[TASK OBJECTIVE]
Extract, verbatim, all lines starting at the one containing "Target: stone terrace" and ending with the final line of the listing, and no others.
··· RAW RECORDS
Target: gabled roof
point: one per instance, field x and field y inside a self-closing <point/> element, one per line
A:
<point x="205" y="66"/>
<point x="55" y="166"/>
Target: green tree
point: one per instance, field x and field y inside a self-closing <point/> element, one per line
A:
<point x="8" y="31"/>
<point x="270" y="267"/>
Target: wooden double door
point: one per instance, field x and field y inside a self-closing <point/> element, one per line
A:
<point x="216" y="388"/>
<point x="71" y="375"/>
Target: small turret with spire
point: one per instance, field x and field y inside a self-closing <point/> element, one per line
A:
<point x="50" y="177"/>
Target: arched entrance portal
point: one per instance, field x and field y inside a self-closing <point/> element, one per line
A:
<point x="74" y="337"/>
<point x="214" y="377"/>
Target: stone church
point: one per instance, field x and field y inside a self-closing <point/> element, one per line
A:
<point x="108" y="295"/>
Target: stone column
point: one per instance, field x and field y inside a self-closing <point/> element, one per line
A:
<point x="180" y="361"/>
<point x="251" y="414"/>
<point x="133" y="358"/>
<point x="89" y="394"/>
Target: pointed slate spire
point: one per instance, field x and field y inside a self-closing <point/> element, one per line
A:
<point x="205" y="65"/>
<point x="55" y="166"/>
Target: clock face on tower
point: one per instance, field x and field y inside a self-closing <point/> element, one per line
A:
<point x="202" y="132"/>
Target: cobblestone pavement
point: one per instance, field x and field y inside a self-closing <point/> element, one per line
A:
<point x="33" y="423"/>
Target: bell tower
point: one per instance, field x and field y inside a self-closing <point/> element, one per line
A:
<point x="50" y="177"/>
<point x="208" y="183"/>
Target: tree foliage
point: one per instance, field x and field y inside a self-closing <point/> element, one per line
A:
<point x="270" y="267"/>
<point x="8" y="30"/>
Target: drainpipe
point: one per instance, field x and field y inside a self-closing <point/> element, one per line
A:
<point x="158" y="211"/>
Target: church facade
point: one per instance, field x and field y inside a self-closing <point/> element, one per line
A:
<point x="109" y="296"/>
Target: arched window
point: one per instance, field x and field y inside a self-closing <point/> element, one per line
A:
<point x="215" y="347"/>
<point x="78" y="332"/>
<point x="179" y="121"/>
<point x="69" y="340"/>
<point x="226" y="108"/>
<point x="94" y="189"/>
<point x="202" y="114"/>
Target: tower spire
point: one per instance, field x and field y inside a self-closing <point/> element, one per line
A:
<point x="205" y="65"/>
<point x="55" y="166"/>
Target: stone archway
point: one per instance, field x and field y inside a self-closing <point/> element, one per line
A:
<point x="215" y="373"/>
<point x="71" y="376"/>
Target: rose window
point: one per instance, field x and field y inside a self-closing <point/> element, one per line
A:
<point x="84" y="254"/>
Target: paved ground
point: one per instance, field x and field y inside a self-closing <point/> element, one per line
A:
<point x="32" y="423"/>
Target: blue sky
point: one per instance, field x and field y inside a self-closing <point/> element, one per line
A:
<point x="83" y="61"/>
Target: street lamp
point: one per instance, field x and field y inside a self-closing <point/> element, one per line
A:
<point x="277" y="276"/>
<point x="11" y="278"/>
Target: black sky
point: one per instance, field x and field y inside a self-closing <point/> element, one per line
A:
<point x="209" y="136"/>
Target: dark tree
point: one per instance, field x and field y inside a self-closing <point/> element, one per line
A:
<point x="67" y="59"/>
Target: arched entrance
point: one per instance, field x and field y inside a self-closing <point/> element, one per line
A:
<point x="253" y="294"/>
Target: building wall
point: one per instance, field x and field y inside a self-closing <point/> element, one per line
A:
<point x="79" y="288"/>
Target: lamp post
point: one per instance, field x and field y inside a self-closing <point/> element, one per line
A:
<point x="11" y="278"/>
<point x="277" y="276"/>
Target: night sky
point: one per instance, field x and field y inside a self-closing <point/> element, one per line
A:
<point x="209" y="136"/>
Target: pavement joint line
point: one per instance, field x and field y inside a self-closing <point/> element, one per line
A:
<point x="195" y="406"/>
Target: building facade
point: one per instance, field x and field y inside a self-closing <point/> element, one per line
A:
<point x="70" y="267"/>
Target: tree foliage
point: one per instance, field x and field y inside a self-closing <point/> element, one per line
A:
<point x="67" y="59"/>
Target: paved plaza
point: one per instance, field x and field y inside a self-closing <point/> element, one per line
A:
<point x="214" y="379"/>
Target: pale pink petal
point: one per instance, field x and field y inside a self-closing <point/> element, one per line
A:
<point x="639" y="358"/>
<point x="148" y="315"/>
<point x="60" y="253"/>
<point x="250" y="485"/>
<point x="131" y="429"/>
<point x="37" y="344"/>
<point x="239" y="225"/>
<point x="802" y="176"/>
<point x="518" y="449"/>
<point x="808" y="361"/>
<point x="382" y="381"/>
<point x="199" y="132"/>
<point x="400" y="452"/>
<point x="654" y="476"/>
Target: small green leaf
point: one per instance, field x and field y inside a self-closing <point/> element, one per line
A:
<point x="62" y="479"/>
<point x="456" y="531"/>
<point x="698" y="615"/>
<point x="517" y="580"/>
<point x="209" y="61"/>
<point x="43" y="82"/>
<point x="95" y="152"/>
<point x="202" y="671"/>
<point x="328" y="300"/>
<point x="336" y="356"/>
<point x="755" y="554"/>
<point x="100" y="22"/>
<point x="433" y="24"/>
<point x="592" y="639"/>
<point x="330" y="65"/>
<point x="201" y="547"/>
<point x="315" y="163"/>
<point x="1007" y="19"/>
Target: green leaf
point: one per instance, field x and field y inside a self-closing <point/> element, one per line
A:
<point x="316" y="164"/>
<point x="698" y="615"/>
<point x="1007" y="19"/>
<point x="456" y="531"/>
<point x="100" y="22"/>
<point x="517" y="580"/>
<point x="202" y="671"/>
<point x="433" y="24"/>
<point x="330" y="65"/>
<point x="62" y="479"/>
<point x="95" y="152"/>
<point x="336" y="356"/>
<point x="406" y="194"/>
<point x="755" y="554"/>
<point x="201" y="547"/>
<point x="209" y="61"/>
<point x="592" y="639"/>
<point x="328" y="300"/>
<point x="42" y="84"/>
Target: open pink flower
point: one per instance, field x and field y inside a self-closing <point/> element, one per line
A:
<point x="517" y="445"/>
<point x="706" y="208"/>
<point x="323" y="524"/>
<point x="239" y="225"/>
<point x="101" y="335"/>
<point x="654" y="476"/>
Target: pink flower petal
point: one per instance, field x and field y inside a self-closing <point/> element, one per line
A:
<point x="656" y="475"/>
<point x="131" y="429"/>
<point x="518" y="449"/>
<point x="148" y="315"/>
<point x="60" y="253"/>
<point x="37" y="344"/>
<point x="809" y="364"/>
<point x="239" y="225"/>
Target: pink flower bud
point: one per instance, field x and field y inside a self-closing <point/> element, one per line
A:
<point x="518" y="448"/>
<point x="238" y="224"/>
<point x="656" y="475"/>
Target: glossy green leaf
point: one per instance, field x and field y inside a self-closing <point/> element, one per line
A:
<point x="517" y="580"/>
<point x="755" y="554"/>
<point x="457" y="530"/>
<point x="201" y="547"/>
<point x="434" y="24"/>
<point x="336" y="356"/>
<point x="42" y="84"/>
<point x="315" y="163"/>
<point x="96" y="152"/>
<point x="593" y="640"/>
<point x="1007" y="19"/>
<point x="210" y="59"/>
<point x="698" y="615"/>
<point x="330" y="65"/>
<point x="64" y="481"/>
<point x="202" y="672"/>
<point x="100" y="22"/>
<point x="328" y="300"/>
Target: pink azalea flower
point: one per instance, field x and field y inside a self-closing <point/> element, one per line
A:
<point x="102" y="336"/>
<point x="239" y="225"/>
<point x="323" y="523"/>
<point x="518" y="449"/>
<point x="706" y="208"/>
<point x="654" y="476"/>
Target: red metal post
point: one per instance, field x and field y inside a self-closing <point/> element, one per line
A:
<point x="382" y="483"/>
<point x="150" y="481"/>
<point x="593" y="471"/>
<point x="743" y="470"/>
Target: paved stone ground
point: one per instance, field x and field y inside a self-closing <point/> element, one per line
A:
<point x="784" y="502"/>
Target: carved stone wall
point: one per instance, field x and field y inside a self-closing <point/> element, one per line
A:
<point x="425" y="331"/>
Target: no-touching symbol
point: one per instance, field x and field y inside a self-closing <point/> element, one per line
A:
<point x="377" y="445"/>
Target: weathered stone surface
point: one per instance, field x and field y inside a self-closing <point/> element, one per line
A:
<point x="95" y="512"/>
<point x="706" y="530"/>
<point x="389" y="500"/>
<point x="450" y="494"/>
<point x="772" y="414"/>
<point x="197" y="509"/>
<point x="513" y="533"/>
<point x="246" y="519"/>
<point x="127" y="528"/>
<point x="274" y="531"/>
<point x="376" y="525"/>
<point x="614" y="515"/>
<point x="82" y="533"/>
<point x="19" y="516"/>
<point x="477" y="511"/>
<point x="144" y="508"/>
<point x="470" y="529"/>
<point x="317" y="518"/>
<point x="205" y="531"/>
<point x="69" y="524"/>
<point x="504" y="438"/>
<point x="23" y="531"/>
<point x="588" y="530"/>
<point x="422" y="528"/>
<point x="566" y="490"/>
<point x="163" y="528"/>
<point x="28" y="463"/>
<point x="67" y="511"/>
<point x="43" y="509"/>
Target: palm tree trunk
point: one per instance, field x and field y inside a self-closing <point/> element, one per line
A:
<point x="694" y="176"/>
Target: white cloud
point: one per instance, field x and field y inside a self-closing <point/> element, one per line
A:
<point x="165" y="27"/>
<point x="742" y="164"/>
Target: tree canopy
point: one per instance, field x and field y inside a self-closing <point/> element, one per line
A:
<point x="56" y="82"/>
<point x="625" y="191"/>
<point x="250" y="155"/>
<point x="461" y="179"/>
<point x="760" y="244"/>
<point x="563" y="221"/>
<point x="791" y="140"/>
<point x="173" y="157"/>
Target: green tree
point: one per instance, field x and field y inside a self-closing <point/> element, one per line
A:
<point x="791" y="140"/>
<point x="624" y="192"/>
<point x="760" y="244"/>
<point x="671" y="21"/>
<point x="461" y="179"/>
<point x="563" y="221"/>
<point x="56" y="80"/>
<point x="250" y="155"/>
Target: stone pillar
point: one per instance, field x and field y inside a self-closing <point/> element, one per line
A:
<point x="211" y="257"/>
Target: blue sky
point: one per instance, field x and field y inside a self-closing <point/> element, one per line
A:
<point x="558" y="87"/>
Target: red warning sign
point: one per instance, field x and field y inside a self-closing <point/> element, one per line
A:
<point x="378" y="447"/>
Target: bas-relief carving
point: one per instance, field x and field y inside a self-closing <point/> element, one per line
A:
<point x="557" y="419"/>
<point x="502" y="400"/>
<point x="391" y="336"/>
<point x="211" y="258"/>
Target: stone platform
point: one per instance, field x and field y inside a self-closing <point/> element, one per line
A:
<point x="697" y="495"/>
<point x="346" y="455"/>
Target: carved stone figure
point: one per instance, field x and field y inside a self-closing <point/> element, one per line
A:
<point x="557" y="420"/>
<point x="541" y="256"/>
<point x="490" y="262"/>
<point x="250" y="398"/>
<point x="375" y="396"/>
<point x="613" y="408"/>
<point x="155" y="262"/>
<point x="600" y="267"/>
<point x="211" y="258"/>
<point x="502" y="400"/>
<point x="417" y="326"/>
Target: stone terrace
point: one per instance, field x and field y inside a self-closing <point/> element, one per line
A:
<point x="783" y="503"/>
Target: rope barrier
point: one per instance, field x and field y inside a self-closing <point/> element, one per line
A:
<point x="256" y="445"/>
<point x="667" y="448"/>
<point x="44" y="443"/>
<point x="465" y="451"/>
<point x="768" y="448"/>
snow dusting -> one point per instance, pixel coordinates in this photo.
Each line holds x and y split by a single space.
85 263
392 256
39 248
······
[SOLVED EXERCISE]
Target: stone terrace
point: one per instance, field x and field y inside a self-closing <point/> element, one per line
A:
<point x="783" y="503"/>
Target: rope barrier
point: one per instance, field x and field y inside a self-closing <point/> element, one per line
A:
<point x="256" y="445"/>
<point x="667" y="448"/>
<point x="44" y="443"/>
<point x="465" y="451"/>
<point x="768" y="448"/>
snow dusting -> one point per instance, pixel coordinates in this photo.
Each line holds x and y split by a single space.
85 263
392 256
39 248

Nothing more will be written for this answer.